§ **What to do**
Each line from the line holding "Place one point per instance of the bunch" through the last line should be written out exactly, with nothing else and no images.

§ **Task inputs**
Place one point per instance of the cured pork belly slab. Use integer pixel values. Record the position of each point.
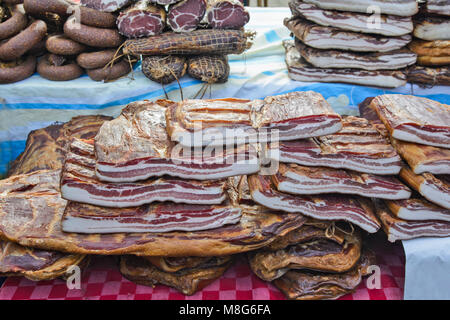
(358, 146)
(290, 116)
(390, 25)
(31, 209)
(321, 37)
(432, 28)
(396, 7)
(414, 119)
(338, 59)
(300, 70)
(324, 207)
(321, 253)
(188, 281)
(417, 209)
(441, 7)
(308, 285)
(302, 180)
(401, 229)
(79, 183)
(135, 146)
(434, 188)
(36, 265)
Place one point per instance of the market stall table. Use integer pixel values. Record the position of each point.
(35, 103)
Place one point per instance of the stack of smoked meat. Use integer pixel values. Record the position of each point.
(362, 42)
(179, 36)
(68, 38)
(432, 44)
(179, 189)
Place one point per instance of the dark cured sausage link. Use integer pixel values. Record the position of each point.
(15, 24)
(95, 60)
(196, 42)
(110, 73)
(63, 72)
(92, 36)
(18, 45)
(61, 45)
(164, 69)
(19, 72)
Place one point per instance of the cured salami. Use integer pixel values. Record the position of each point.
(185, 16)
(142, 19)
(226, 14)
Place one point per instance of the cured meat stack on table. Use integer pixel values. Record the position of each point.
(362, 42)
(419, 130)
(432, 44)
(176, 37)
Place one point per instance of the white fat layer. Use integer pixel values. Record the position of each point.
(304, 187)
(209, 137)
(388, 26)
(433, 31)
(443, 168)
(394, 8)
(375, 166)
(80, 195)
(436, 196)
(368, 80)
(411, 137)
(276, 204)
(400, 233)
(422, 215)
(386, 64)
(356, 44)
(243, 167)
(86, 225)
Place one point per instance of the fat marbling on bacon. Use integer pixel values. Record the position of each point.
(397, 228)
(296, 179)
(434, 188)
(290, 116)
(359, 146)
(135, 146)
(323, 207)
(79, 183)
(390, 25)
(414, 119)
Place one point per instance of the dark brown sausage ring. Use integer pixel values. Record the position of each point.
(110, 73)
(60, 44)
(65, 72)
(97, 59)
(19, 72)
(18, 45)
(92, 36)
(16, 23)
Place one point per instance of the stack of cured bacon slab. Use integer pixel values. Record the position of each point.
(419, 129)
(178, 189)
(361, 42)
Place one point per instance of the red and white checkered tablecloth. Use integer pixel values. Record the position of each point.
(102, 280)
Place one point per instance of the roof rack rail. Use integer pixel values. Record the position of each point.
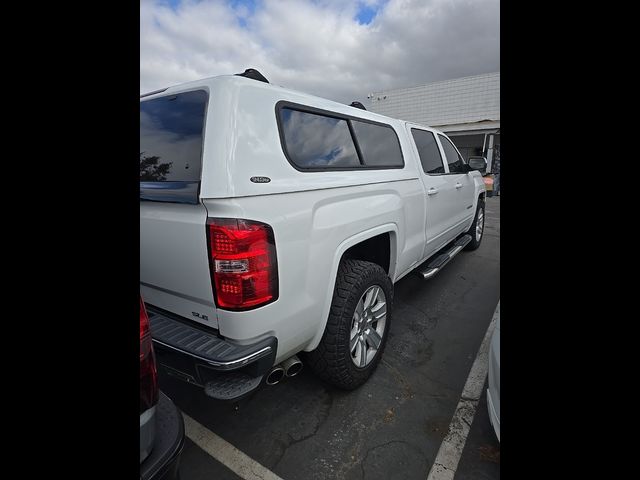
(153, 93)
(253, 74)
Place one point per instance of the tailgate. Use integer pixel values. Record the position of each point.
(174, 264)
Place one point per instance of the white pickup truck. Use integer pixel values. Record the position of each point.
(275, 223)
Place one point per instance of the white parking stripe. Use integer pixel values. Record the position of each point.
(446, 462)
(232, 458)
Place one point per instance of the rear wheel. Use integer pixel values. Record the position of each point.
(477, 227)
(357, 327)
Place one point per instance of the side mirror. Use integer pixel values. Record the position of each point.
(477, 163)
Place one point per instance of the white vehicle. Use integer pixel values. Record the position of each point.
(273, 222)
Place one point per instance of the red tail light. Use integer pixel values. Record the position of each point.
(244, 267)
(148, 373)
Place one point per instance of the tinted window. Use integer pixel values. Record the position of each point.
(378, 144)
(428, 151)
(317, 141)
(455, 161)
(171, 137)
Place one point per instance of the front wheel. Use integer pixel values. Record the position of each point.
(477, 228)
(357, 327)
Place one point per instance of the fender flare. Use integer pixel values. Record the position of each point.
(390, 228)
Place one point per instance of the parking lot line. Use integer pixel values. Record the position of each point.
(446, 462)
(232, 458)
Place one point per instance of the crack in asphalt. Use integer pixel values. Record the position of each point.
(369, 450)
(324, 413)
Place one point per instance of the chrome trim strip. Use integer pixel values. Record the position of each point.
(222, 365)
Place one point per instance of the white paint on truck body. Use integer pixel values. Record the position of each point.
(316, 216)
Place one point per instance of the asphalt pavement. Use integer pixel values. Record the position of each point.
(391, 427)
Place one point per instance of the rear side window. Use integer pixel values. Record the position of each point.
(171, 129)
(378, 144)
(454, 159)
(428, 151)
(319, 141)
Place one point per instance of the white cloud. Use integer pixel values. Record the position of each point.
(319, 46)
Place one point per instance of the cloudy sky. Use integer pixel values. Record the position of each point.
(338, 49)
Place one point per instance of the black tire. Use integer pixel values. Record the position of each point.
(475, 242)
(331, 360)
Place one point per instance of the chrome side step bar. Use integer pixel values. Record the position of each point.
(439, 261)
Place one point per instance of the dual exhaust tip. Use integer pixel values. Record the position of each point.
(289, 368)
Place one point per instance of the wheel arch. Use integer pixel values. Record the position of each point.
(391, 229)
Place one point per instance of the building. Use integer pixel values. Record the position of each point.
(467, 109)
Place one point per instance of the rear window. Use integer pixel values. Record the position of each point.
(171, 129)
(319, 141)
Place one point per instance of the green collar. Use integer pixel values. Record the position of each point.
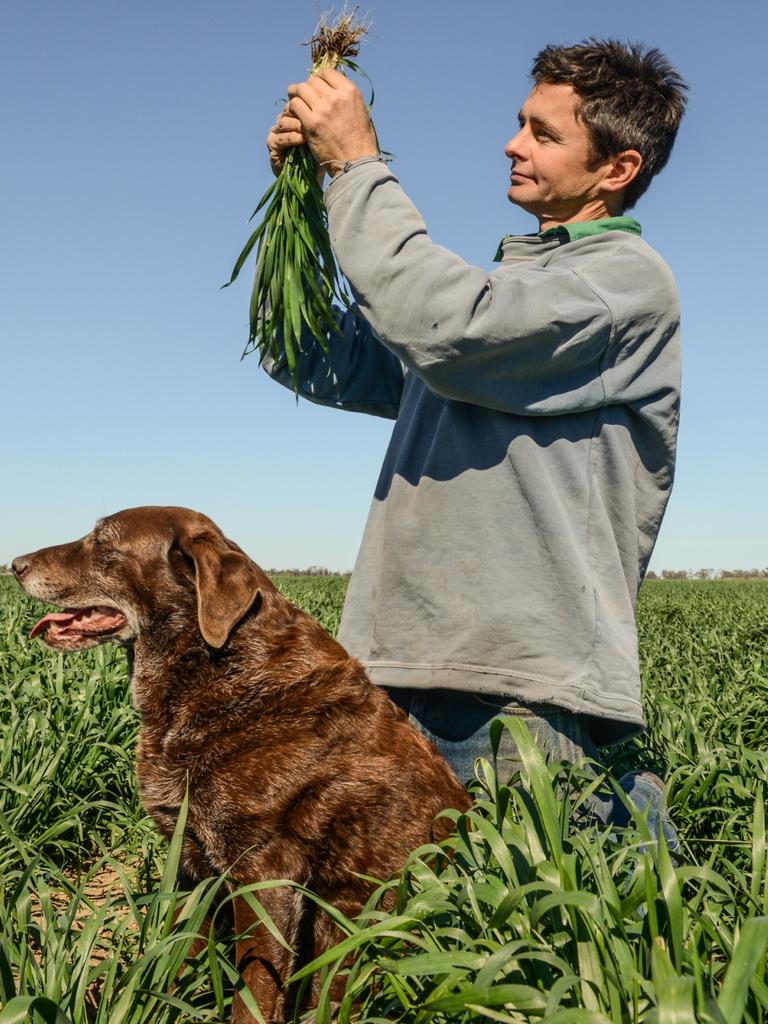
(582, 229)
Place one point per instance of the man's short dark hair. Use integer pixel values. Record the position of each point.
(631, 97)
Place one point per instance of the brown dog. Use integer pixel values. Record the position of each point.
(297, 766)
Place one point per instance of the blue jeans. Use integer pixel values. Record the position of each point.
(458, 722)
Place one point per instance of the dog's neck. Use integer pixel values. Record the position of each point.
(180, 685)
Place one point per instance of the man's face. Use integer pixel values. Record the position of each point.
(553, 174)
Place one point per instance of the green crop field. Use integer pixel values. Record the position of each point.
(521, 916)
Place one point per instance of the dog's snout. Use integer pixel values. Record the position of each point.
(19, 565)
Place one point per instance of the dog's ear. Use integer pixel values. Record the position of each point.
(227, 584)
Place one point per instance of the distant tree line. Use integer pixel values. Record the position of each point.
(312, 570)
(708, 574)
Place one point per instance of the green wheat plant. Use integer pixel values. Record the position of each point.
(297, 279)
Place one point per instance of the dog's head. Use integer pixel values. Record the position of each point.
(137, 568)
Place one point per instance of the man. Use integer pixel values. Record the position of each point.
(536, 408)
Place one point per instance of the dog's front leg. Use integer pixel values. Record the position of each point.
(264, 964)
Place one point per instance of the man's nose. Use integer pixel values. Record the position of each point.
(514, 148)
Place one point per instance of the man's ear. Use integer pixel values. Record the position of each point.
(621, 170)
(226, 582)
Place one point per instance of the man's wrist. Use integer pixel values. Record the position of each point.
(336, 167)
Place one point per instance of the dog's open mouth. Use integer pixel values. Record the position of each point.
(75, 627)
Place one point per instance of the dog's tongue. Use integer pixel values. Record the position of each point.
(53, 616)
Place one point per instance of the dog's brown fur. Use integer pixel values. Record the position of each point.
(297, 766)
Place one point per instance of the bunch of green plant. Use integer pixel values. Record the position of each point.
(297, 279)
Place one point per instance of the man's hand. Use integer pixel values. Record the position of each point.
(333, 119)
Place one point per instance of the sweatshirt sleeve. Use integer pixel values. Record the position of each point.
(529, 340)
(357, 375)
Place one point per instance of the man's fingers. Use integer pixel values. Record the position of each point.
(287, 123)
(301, 91)
(329, 76)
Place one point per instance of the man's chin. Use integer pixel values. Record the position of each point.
(516, 195)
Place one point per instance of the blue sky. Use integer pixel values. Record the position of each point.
(133, 154)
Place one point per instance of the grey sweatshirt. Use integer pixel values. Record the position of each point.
(531, 458)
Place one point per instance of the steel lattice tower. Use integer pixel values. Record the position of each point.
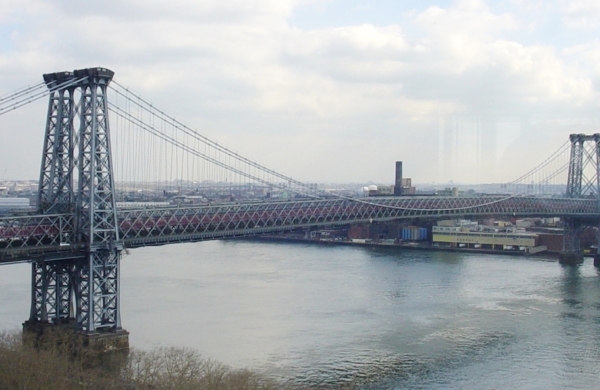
(76, 177)
(583, 182)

§ **Exercise output**
Place one point per instance of the bunch of green plant. Use integer pixel values. Record the position of each point.
(297, 279)
Place one point per instance of the man's hand. Use integer pixel values. Record the position of each point.
(333, 119)
Place one point per instance of the sweatshirt sleeve. Use integer pixel values. Record the position of each point.
(529, 340)
(357, 375)
Place one point per instance of the man's fingers. Use integer pixel values. Record the position of each point.
(287, 123)
(301, 91)
(329, 76)
Place one point per instance of the man's chin. Use integer pixel values. Record the position of each point.
(516, 195)
Place one point per instance of the blue sky. Use integer pixel values. Record the position of each point.
(133, 154)
Place one point per instance of the grey sweatshirt. Use integer pixel values. Record the position of each point.
(531, 458)
Place one point per instance of the steel lattice tower. Use integer pixel values. Record the position of each point.
(76, 177)
(583, 182)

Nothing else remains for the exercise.